- Text excerpt -
"""
Even the ones I considered to be really good relationships.

At some point, typically when a conflict was not addressed, I’d find myself being drawn to people outside the relationship, I’d start checking out of my current love and into a fantasy, and eventually the relationship would deteriorate and I would cheat. I used to blame it on the fact that I always dated terrible men or tell myself that if I had an urge to cheat, it just meant the relationship was never going to work out anyways.

However, when I cheated in my last relationship, which was with an incredible man, I was beyond upset with myself. I had even taken precautions to cut all ties with people who I knew I’d be most likely to be drawn to and took note to quickly end any thoughts of other people as soon as they entered my mind. Yet still, one night during a rough patch, I let myself get sucked into someone and I let it go too far. Despite my best efforts, and the fact that I was dating a wonderful man, I still cheated. When this happened I was devastated, and I felt as though I was simply living proof of the old adage: “Once a cheater, always a cheater.”
"""
- Dataset -
"""
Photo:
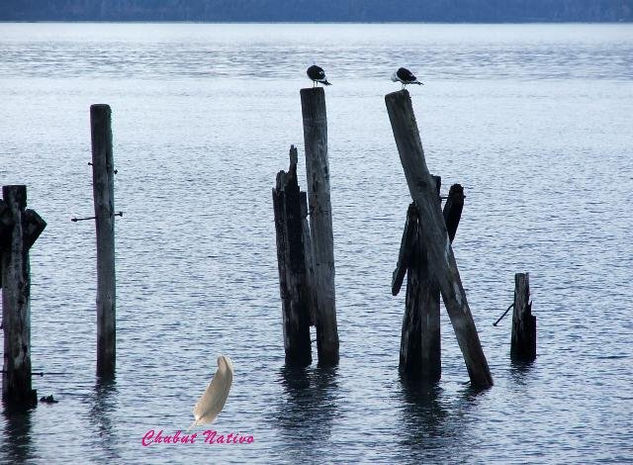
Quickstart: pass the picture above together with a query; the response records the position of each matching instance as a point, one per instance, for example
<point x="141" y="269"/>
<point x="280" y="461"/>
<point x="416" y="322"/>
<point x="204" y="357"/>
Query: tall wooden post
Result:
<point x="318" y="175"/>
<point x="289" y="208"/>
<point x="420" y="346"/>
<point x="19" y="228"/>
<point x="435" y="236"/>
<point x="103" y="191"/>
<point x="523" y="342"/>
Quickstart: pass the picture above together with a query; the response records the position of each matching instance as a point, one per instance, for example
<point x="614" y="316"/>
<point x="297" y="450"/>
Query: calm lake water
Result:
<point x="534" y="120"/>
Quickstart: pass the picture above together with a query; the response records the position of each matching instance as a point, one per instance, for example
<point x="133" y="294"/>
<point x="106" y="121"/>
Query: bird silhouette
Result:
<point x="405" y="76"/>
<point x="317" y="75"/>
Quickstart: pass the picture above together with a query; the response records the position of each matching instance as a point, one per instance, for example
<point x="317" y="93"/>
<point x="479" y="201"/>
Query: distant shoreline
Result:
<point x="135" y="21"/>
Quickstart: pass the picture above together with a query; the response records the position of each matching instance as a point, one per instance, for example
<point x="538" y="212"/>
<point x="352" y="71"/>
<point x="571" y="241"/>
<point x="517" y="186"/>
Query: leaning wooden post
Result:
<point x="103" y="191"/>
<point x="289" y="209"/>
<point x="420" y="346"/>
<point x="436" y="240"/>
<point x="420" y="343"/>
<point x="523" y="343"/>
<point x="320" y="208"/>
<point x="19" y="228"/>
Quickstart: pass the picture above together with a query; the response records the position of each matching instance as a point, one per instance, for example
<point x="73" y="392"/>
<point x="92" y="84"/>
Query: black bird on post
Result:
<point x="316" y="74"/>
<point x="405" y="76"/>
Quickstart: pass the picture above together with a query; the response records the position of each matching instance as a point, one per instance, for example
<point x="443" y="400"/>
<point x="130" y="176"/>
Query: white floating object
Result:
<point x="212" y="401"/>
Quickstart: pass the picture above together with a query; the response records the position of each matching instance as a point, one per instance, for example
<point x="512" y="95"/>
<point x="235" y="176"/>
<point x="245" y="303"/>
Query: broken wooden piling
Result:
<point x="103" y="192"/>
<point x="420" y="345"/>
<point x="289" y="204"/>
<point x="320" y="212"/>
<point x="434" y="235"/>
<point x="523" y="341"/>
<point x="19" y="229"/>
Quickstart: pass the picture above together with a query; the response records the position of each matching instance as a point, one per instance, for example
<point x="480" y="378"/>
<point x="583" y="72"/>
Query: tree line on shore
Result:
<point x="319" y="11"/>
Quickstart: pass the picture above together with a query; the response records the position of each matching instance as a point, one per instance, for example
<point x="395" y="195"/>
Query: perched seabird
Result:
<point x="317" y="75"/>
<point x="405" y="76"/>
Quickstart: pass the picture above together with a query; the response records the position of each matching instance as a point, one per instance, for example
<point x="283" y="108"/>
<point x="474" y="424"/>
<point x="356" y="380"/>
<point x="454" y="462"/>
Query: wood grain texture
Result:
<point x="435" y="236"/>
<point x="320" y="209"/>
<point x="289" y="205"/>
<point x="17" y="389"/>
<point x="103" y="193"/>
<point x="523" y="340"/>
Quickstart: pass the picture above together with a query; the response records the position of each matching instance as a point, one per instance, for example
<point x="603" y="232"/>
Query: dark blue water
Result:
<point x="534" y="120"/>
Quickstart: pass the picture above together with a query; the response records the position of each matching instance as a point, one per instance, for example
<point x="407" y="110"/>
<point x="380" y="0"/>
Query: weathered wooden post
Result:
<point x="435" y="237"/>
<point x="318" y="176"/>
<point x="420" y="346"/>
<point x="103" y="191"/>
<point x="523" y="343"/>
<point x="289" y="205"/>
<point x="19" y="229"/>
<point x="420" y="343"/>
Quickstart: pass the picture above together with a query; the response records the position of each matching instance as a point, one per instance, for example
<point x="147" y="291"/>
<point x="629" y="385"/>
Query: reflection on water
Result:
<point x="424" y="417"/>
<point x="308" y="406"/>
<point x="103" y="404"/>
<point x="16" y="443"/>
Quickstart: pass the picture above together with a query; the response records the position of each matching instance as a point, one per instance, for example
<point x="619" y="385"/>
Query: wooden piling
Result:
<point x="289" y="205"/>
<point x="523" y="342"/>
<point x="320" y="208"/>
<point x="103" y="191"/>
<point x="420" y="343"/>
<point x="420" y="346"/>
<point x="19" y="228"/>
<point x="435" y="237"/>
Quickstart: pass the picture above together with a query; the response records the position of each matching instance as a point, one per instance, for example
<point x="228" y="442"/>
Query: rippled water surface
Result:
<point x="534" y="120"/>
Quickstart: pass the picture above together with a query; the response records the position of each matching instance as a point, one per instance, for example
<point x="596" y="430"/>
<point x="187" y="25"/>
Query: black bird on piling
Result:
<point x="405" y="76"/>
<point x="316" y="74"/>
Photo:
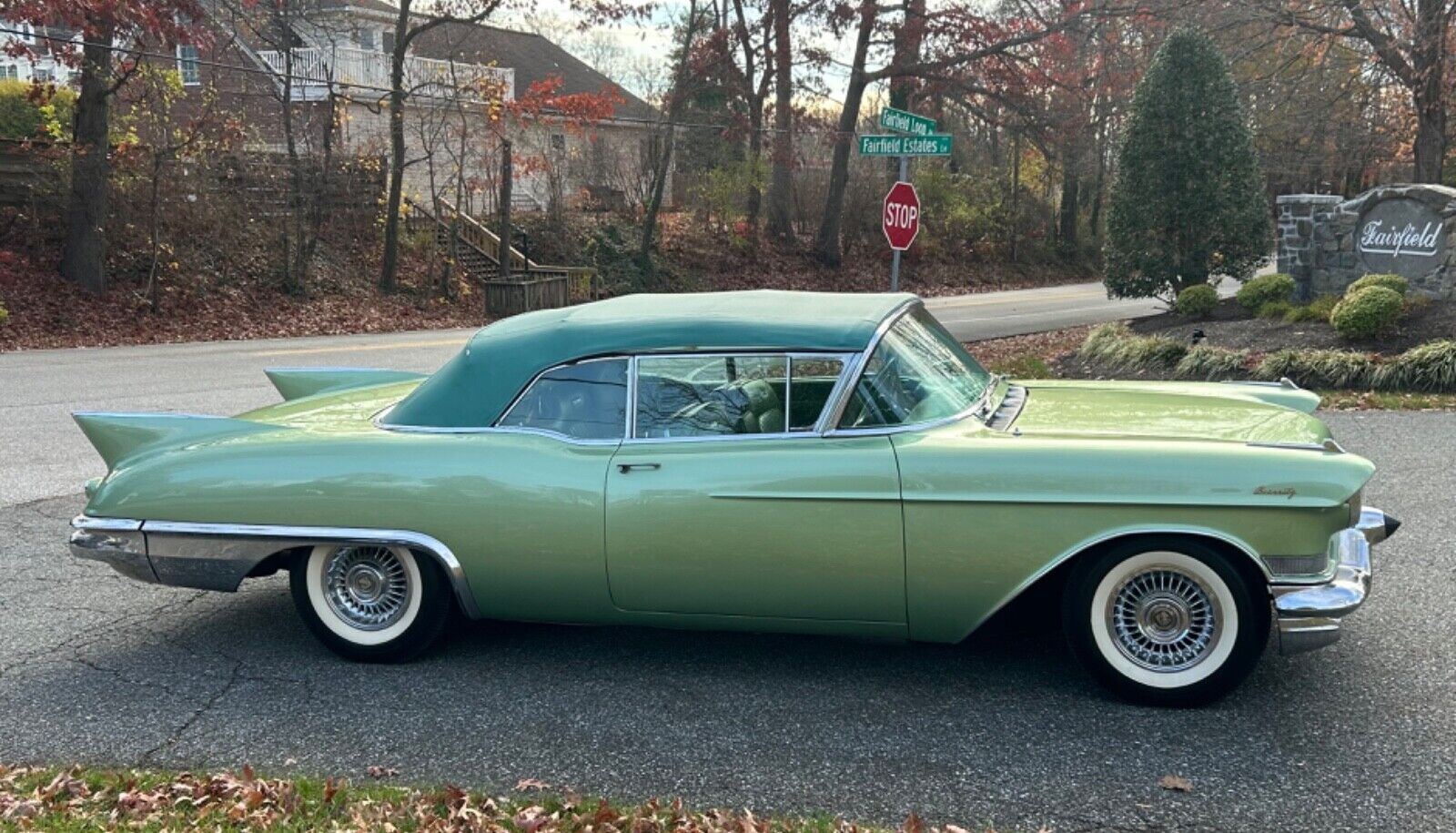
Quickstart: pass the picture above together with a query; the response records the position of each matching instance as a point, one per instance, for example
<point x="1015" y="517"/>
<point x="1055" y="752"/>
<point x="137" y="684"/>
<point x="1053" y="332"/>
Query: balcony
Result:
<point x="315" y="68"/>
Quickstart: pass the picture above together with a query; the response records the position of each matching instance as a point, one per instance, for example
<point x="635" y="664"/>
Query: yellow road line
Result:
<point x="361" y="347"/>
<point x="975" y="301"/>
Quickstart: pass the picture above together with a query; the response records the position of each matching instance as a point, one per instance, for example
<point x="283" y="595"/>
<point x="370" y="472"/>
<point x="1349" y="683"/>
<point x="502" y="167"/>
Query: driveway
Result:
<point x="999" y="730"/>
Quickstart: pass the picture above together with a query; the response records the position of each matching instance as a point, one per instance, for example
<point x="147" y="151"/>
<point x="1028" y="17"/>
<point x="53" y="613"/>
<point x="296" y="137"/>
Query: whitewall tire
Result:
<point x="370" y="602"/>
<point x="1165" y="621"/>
"""
- Requirements -
- A) The text on cheating in relationships describes a pattern that would begin once a conflict went unaddressed. List each step of that pattern in the order given.
- B) In the text on cheating in relationships, which old saying did the writer feel like living proof of?
- C) Write the next part of the text on cheating in relationships, starting after its final sentence.

- Outputs for the tasks -
- A)
1. Being drawn to people outside the relationship
2. Checking out of the current love and into a fantasy
3. The relationship deteriorating
4. Cheating

- B) "Once a cheater, always a cheater."

- C)
After spending the past few months in self-reflection mode, I now know that my cheating was actually manifested by the fact that I have a severe fear of intimacy. Which is the fear of rejection and the fear of abandonment on steroids basically. I am so afraid of being close to someone and it not working out or of them abandoning me that I self-sabotage my relationships in many ways. But eventually, particularly if there are problems in the bedroom, I cheat. Spoiler alert: since I have a fear of intimacy, there are always problems in the bedroom, eventually.

As I was reading about the fear of intimacy, I read how victims of sexual abuse were more likely to act out sexually in relationships when the fear would surface, specifically by cheating. I was a victim of sexual abuse as a child. As painful as it was to read that, after thinking it over, it gave me my first sense of hope about the matter. That’s when I realized it wasn’t that I was once a cheater, always a cheater… this was just another side effect of childhood trauma, which I simply needed to unlearn. That’s slightly better… right? Right!

I am also realizing that because I was sexually abused at a young age, I discovered the power of sex before the power of love. And then, I never really developed the patience for true love. So as I was going through relationships in my life, when I would start to feel like I was falling in love, I would grow very impatient and move very quickly with people, particularly in the bedroom, because impatience was my defense against having to actually open up and be vulnerable.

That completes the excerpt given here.